__EXCERPTED DATA__:
------------------------------------------------
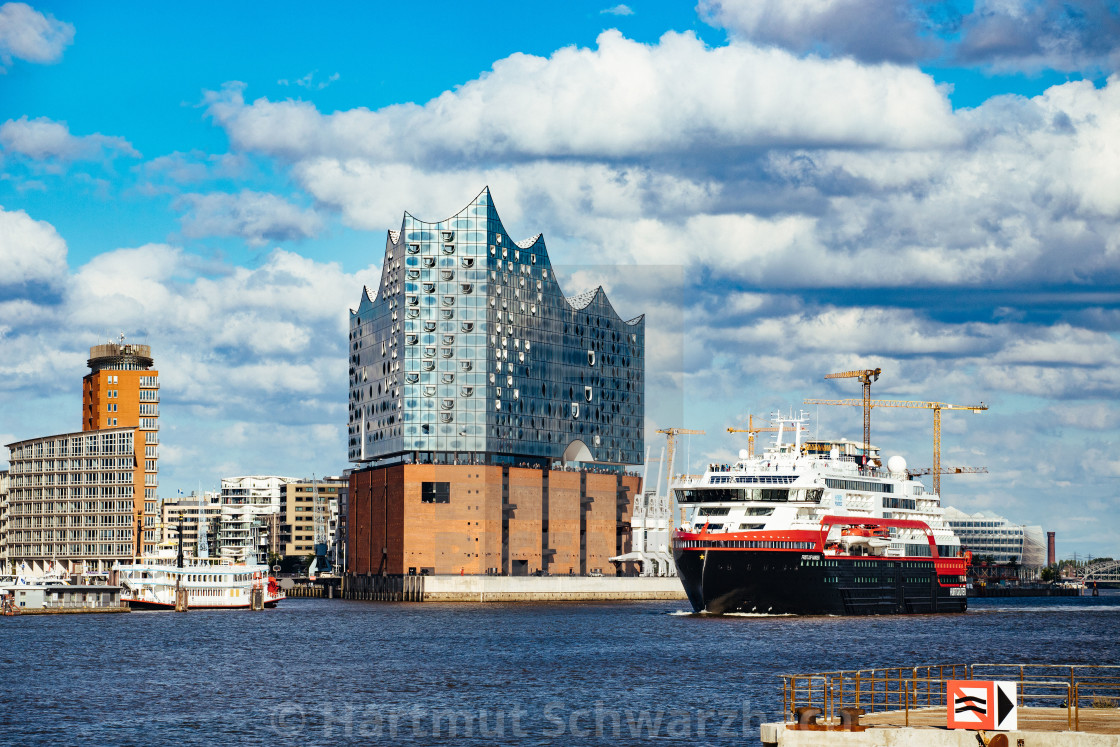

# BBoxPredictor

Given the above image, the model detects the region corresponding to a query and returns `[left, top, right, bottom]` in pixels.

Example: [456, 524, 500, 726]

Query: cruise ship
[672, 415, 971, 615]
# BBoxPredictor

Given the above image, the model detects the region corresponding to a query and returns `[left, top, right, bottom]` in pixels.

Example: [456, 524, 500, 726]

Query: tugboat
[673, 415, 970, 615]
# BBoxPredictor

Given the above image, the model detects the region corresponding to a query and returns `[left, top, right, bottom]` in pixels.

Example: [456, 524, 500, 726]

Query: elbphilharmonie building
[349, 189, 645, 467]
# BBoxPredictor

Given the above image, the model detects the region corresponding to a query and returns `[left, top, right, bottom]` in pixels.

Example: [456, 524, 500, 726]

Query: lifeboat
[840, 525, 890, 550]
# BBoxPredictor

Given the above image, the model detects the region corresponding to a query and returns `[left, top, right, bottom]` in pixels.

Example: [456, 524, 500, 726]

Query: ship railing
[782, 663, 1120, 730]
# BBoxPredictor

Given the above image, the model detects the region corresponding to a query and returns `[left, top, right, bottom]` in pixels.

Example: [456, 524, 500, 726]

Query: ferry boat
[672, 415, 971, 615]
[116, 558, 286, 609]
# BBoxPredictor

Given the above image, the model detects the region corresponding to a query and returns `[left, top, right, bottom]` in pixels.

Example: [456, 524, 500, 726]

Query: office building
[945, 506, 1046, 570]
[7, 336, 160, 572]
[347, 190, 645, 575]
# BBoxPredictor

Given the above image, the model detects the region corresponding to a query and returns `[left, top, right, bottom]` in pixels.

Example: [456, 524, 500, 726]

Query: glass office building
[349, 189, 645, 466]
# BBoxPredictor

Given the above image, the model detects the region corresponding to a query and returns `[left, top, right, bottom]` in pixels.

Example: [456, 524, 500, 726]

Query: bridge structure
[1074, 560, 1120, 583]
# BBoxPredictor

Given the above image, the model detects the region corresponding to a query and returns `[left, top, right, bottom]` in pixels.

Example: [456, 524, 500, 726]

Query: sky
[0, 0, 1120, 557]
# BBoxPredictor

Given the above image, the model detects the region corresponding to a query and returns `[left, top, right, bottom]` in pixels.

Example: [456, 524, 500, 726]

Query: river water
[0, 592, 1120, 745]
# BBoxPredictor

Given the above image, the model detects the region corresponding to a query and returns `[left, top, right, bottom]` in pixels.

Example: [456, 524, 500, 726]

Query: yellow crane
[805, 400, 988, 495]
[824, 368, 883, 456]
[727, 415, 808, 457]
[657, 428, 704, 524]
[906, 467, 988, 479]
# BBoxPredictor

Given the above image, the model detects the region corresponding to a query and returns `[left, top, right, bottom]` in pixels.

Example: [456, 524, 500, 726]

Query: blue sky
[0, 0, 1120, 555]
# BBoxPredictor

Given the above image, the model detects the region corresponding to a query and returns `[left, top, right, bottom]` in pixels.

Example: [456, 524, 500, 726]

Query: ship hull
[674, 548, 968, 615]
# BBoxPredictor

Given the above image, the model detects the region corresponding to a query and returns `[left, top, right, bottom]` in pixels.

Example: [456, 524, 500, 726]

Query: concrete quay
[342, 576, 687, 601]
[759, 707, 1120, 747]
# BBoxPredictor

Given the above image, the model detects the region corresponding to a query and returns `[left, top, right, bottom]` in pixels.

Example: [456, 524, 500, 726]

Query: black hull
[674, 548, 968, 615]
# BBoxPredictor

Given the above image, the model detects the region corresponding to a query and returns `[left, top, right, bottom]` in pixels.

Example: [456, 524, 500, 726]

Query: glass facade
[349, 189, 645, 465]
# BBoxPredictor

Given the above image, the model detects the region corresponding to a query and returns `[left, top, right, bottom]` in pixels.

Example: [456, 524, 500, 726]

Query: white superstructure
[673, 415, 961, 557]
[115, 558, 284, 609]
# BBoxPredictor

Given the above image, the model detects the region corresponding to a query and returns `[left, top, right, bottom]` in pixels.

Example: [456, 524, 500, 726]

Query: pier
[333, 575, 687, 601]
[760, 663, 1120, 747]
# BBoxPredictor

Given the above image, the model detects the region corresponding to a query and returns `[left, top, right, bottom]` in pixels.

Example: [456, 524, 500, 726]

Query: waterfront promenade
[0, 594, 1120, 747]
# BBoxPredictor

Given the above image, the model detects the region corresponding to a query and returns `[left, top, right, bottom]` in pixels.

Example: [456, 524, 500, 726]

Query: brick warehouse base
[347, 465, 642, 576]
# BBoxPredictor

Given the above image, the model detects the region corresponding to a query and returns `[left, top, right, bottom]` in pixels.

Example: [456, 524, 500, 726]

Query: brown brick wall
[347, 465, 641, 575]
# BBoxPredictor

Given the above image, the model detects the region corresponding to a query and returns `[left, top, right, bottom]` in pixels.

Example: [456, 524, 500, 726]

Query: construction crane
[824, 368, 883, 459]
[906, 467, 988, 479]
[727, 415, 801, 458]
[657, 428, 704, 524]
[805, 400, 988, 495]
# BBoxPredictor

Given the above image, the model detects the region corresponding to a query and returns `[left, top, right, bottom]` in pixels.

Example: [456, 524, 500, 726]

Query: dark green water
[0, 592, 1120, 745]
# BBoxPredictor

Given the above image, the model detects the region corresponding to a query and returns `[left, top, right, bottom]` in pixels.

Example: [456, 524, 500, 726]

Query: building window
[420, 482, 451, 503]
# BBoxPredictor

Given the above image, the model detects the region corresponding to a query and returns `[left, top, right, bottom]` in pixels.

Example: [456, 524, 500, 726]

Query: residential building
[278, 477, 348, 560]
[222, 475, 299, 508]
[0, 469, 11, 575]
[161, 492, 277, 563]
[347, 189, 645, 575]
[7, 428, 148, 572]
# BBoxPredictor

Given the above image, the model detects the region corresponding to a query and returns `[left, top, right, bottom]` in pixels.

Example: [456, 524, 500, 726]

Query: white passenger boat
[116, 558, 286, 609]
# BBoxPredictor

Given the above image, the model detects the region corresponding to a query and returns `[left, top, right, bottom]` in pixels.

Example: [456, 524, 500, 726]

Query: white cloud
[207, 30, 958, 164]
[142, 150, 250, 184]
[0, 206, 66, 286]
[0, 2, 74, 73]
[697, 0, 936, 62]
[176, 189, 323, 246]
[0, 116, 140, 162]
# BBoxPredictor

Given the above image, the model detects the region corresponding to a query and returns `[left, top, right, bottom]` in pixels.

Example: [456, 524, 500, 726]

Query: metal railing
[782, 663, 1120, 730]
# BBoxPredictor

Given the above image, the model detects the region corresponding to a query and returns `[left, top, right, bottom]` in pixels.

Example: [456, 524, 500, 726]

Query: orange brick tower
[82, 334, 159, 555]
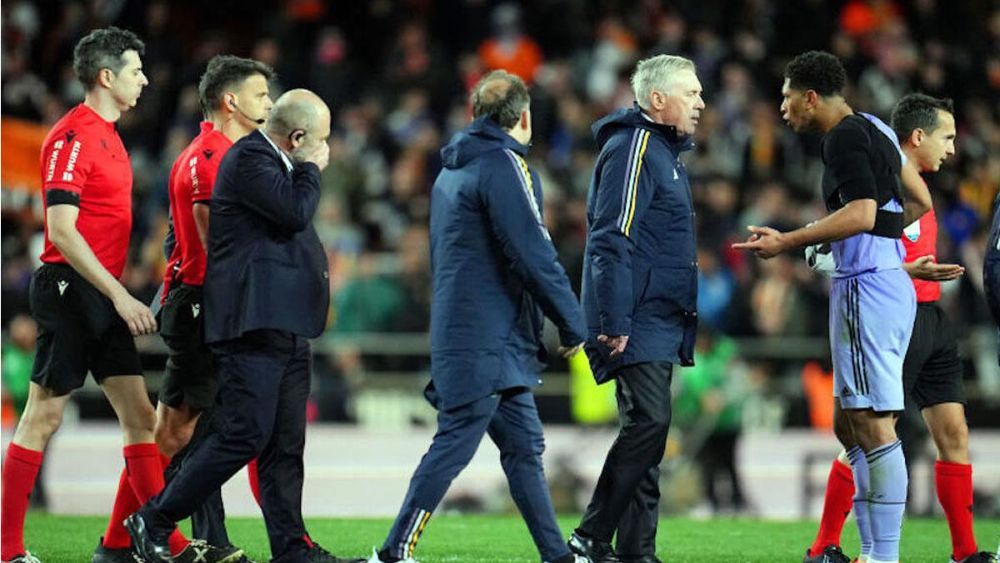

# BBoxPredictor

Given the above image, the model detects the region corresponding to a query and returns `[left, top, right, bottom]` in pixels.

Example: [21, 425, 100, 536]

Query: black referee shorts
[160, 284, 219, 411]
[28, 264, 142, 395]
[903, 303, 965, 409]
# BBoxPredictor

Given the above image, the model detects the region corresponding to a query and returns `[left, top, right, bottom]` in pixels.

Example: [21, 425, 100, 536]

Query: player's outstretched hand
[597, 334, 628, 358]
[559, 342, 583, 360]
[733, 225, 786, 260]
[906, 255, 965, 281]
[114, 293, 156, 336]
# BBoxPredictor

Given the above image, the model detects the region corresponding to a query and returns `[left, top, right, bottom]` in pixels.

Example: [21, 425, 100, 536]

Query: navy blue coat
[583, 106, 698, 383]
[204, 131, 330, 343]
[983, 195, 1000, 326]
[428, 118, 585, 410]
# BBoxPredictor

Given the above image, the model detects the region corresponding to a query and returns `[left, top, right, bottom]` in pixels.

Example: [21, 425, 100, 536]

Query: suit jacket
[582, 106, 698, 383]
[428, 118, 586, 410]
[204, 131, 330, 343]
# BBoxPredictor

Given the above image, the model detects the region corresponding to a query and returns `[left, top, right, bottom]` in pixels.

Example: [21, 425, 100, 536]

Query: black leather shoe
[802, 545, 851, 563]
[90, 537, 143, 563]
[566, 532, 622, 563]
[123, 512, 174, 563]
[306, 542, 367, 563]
------------------------------------------------
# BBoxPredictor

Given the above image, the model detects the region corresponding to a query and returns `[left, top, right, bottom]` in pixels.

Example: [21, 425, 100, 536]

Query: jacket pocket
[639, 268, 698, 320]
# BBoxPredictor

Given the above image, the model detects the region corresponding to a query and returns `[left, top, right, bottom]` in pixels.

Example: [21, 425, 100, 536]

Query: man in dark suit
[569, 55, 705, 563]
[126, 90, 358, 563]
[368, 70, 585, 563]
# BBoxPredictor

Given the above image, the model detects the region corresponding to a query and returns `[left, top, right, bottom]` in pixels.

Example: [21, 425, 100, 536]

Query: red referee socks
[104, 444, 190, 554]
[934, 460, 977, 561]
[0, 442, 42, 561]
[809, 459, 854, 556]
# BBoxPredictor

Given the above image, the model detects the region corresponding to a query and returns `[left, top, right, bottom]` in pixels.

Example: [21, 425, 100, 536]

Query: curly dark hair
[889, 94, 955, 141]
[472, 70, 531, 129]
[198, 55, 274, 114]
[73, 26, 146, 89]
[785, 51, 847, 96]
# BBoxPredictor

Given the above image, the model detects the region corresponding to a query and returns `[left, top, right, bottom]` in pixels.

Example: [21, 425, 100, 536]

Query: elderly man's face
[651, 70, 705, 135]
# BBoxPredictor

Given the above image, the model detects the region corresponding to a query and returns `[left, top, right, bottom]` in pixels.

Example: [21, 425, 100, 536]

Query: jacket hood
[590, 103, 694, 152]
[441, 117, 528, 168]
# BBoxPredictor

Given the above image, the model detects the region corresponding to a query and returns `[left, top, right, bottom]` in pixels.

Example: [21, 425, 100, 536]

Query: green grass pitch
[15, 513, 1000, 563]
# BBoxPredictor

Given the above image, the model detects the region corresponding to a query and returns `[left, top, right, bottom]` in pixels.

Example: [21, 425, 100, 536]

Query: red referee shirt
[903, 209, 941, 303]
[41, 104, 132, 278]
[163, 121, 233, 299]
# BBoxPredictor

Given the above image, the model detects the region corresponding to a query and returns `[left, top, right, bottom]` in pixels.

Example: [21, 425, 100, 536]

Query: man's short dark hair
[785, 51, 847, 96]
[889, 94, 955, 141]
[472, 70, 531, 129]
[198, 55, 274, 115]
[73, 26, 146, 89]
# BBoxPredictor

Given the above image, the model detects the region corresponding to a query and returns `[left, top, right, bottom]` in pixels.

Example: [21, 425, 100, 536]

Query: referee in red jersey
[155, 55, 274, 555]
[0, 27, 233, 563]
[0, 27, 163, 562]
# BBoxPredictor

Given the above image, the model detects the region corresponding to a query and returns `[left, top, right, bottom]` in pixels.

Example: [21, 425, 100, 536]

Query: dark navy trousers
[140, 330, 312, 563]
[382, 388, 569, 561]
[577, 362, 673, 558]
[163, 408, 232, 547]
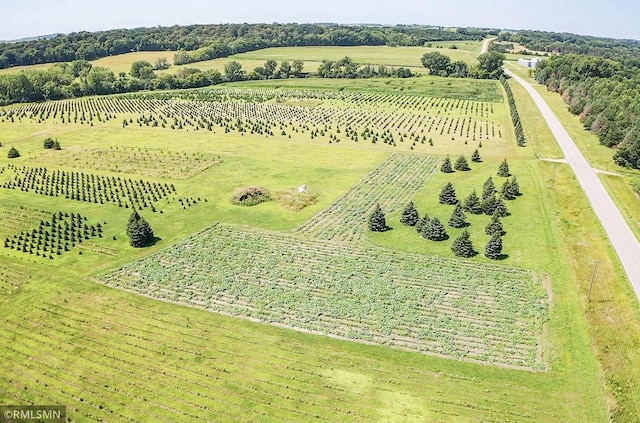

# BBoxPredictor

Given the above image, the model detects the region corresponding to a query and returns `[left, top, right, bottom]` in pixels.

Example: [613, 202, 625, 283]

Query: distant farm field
------------------------------------------------
__TASK DIRECTIONS__:
List every line in the items above that contains the string "suit". Case counts.

__SOLUTION TO THIS PROBLEM__:
Query: suit jacket
Query: man in dark suit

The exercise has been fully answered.